**Your instructions:** Can you set out every line of the records below as a numbered list, skipping any blank lines and leaving the pictures out?

──────

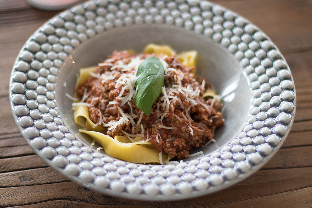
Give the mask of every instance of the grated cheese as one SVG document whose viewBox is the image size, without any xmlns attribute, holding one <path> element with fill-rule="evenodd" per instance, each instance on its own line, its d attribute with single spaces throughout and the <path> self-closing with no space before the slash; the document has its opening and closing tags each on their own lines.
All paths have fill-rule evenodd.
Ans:
<svg viewBox="0 0 312 208">
<path fill-rule="evenodd" d="M 159 133 L 157 133 L 157 134 L 156 135 L 156 140 L 157 141 L 157 142 L 159 143 L 160 141 L 159 140 L 159 139 L 158 138 L 158 137 L 160 138 L 160 141 L 162 141 L 161 137 L 160 136 L 160 135 L 159 134 Z"/>
<path fill-rule="evenodd" d="M 197 155 L 204 155 L 204 153 L 202 152 L 202 151 L 200 151 L 198 152 L 192 154 L 191 155 L 189 155 L 188 157 L 194 157 L 195 156 L 197 156 Z"/>
<path fill-rule="evenodd" d="M 159 161 L 160 162 L 160 164 L 162 165 L 163 164 L 163 158 L 162 158 L 162 154 L 161 153 L 161 152 L 160 152 L 159 153 Z"/>
<path fill-rule="evenodd" d="M 191 134 L 191 135 L 193 136 L 194 135 L 194 134 L 193 133 L 193 129 L 190 126 L 189 126 L 188 128 L 190 128 L 190 129 L 191 129 L 191 132 L 190 132 L 190 133 Z"/>
<path fill-rule="evenodd" d="M 205 89 L 205 84 L 206 83 L 205 83 L 205 80 L 203 80 L 202 82 L 202 86 L 201 86 L 202 87 L 202 89 L 203 90 Z"/>
<path fill-rule="evenodd" d="M 162 125 L 159 125 L 159 127 L 163 128 L 167 128 L 168 129 L 174 129 L 174 127 L 170 127 L 168 126 L 166 126 Z"/>
<path fill-rule="evenodd" d="M 178 120 L 179 121 L 181 121 L 181 118 L 180 118 L 180 117 L 179 117 L 177 115 L 175 114 L 173 114 L 173 116 L 174 116 L 174 117 L 175 117 L 176 118 L 177 118 L 177 119 L 178 119 Z"/>
<path fill-rule="evenodd" d="M 124 114 L 124 111 L 122 111 L 122 109 L 120 108 L 120 107 L 119 106 L 117 106 L 117 108 L 118 109 L 118 110 L 119 110 L 119 112 L 120 112 L 120 114 L 121 114 L 121 115 L 122 116 L 122 117 L 124 118 L 124 119 L 126 120 L 126 121 L 129 121 L 129 119 L 128 119 L 128 118 L 127 118 L 127 116 L 126 115 L 126 114 Z"/>
<path fill-rule="evenodd" d="M 87 94 L 87 88 L 85 88 L 85 91 L 83 93 L 83 95 L 82 96 L 82 98 L 81 98 L 81 102 L 83 102 L 88 97 L 89 97 L 89 95 Z"/>
<path fill-rule="evenodd" d="M 144 112 L 143 111 L 141 112 L 141 115 L 140 115 L 140 118 L 139 119 L 139 120 L 138 121 L 138 122 L 137 123 L 137 126 L 139 126 L 139 124 L 141 123 L 141 121 L 142 120 L 142 118 L 143 117 L 143 114 L 144 113 Z"/>
<path fill-rule="evenodd" d="M 111 105 L 114 105 L 114 104 L 116 104 L 120 105 L 120 103 L 119 102 L 116 102 L 115 101 L 110 101 L 108 103 L 108 104 Z"/>
</svg>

──────

**Final answer:**
1. Give the mask of every instance of the grated cheese as one SVG document whose viewBox is the image size, without any xmlns attribute, holding one <path> element with fill-rule="evenodd" per instance, each instance on its own line, its d attribute with single spaces throughout and the <path> self-closing with no space before the slash; the document has its opening and closing tags each on their own lines.
2. All paths have fill-rule evenodd.
3. Ans:
4. <svg viewBox="0 0 312 208">
5. <path fill-rule="evenodd" d="M 159 133 L 157 133 L 157 134 L 156 135 L 156 140 L 157 141 L 157 142 L 159 143 L 160 141 L 159 140 L 159 139 L 158 138 L 158 137 L 160 138 L 160 141 L 162 141 L 161 137 L 160 136 L 160 135 L 159 134 Z"/>
6. <path fill-rule="evenodd" d="M 197 155 L 204 155 L 204 153 L 202 152 L 202 151 L 200 151 L 198 152 L 192 154 L 191 155 L 189 155 L 188 157 L 194 157 L 195 156 L 197 156 Z"/>
7. <path fill-rule="evenodd" d="M 159 161 L 160 162 L 160 164 L 162 165 L 163 164 L 163 158 L 162 158 L 162 154 L 161 153 L 161 152 L 160 152 L 159 153 Z"/>
8. <path fill-rule="evenodd" d="M 191 134 L 191 135 L 193 136 L 194 135 L 194 134 L 193 133 L 193 129 L 190 126 L 189 126 L 188 128 L 190 128 L 190 129 L 191 129 L 191 132 L 190 132 L 190 133 Z"/>
9. <path fill-rule="evenodd" d="M 205 89 L 205 84 L 206 83 L 205 83 L 205 80 L 203 80 L 202 82 L 202 86 L 201 86 L 202 87 L 202 89 L 203 90 Z"/>
10. <path fill-rule="evenodd" d="M 162 125 L 159 125 L 159 127 L 163 128 L 167 128 L 168 129 L 174 129 L 174 127 L 170 127 L 168 126 L 166 126 Z"/>
11. <path fill-rule="evenodd" d="M 178 120 L 179 121 L 181 121 L 181 118 L 180 118 L 180 117 L 179 117 L 177 115 L 175 114 L 173 114 L 173 116 L 174 116 L 174 117 L 175 117 L 176 118 L 177 118 L 177 119 L 178 119 Z"/>
12. <path fill-rule="evenodd" d="M 124 114 L 124 111 L 122 111 L 122 109 L 120 108 L 120 107 L 119 106 L 117 106 L 117 108 L 118 109 L 118 110 L 119 110 L 119 112 L 120 112 L 120 114 L 121 114 L 121 115 L 122 116 L 122 117 L 124 118 L 124 119 L 126 120 L 126 121 L 129 121 L 129 119 L 128 119 L 128 118 L 127 118 L 127 116 L 126 115 L 126 114 Z"/>
13. <path fill-rule="evenodd" d="M 87 94 L 87 88 L 85 88 L 85 91 L 83 93 L 83 95 L 82 96 L 82 98 L 81 98 L 81 102 L 83 102 L 88 97 L 89 97 L 89 95 Z"/>
14. <path fill-rule="evenodd" d="M 144 112 L 143 111 L 141 112 L 141 115 L 140 115 L 140 118 L 139 119 L 139 120 L 138 121 L 138 122 L 137 123 L 137 126 L 139 126 L 139 124 L 141 123 L 141 121 L 142 120 L 142 118 L 143 117 L 143 114 L 144 113 Z"/>
15. <path fill-rule="evenodd" d="M 111 105 L 114 105 L 114 104 L 116 104 L 120 105 L 120 103 L 119 102 L 116 102 L 115 101 L 110 101 L 108 103 L 108 104 Z"/>
16. </svg>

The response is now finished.